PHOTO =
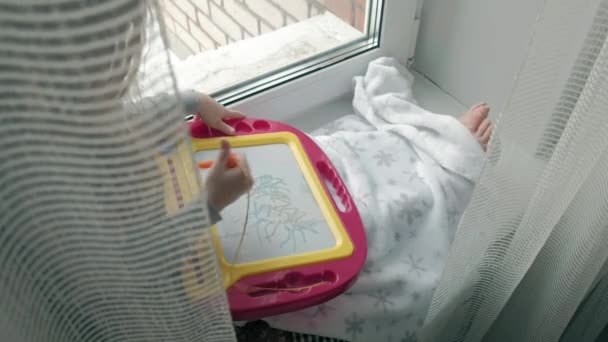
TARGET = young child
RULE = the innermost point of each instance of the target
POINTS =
(224, 185)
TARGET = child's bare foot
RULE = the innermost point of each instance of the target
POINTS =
(477, 121)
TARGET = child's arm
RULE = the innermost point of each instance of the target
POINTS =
(210, 111)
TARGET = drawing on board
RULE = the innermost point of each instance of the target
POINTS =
(284, 216)
(274, 210)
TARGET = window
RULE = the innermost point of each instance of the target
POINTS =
(234, 49)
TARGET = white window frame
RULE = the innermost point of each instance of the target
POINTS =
(399, 30)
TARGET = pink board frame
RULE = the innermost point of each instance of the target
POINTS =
(334, 276)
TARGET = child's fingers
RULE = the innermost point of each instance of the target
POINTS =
(222, 158)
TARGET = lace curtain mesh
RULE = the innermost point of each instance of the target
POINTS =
(530, 250)
(89, 248)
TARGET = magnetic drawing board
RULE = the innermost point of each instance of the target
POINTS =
(292, 221)
(284, 216)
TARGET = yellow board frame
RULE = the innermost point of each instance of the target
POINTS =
(344, 246)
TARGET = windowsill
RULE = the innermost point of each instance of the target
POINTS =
(428, 95)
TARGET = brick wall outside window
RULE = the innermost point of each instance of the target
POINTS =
(195, 26)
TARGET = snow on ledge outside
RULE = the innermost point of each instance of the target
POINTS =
(216, 69)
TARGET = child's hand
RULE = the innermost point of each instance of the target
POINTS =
(225, 185)
(213, 114)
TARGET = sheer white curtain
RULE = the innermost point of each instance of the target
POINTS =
(529, 259)
(89, 249)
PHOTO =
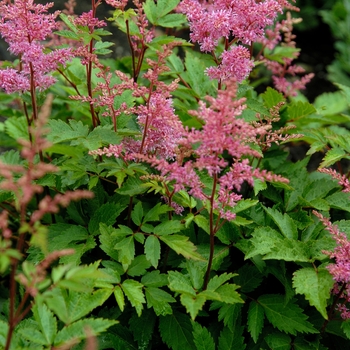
★ ★ ★
> _What the task asks_
The answer must be the full set of records, repeated exactly, with no pictures.

> _Final answer_
PHOTO =
TARGET = young child
RULE = the innermost point of each instance of the target
POINTS =
(224, 185)
TARGET = child's bare foot
RULE = the innermost point of each instance of the target
POINTS =
(477, 121)
TARGET = child's arm
RULE = the innermost point of each instance of the target
POINTS =
(210, 111)
TARGET = drawing on board
RULE = the innermost point of each instance of the target
POINTS =
(284, 216)
(274, 210)
TARGET = window
RULE = the innermost point of each instance of the target
POINTS =
(234, 49)
TARGET = white window frame
RULE = the innermost point of each instance of the target
POINTS =
(399, 30)
TARGET = pink board frame
RULE = the innermost point of each instance of the target
POINTS =
(334, 276)
TARGET = child's fingers
RULE = the innermost point of each instance of the target
POINTS =
(222, 158)
TARGET = lace curtain mesh
RULE = the innermost point of each instance of the target
POINTS =
(530, 250)
(89, 248)
TARGET = magnetic drawing board
RULE = the innermost point of each instance of the target
POINTS =
(292, 221)
(284, 216)
TARGET = yellow board frame
RULE = the innermost point of each instance of the target
POINTS =
(344, 246)
TARGET = windowsill
RULE = the innermost point of each instance of the target
POINTS =
(428, 95)
TARGET = brick wall outside window
RULE = the innermost point of each instance of the target
POINTS =
(195, 26)
TARGET = snow on ledge outside
RULE = the innermost point of each instance of the target
POINTS =
(216, 69)
TARGET = child's hand
RULE = the innermost point of each instance of the target
POINTS =
(225, 185)
(213, 114)
TARGET = sheer white curtain
RULE = the innermost point of each instance of the target
POINTS =
(529, 259)
(89, 249)
PHOTO =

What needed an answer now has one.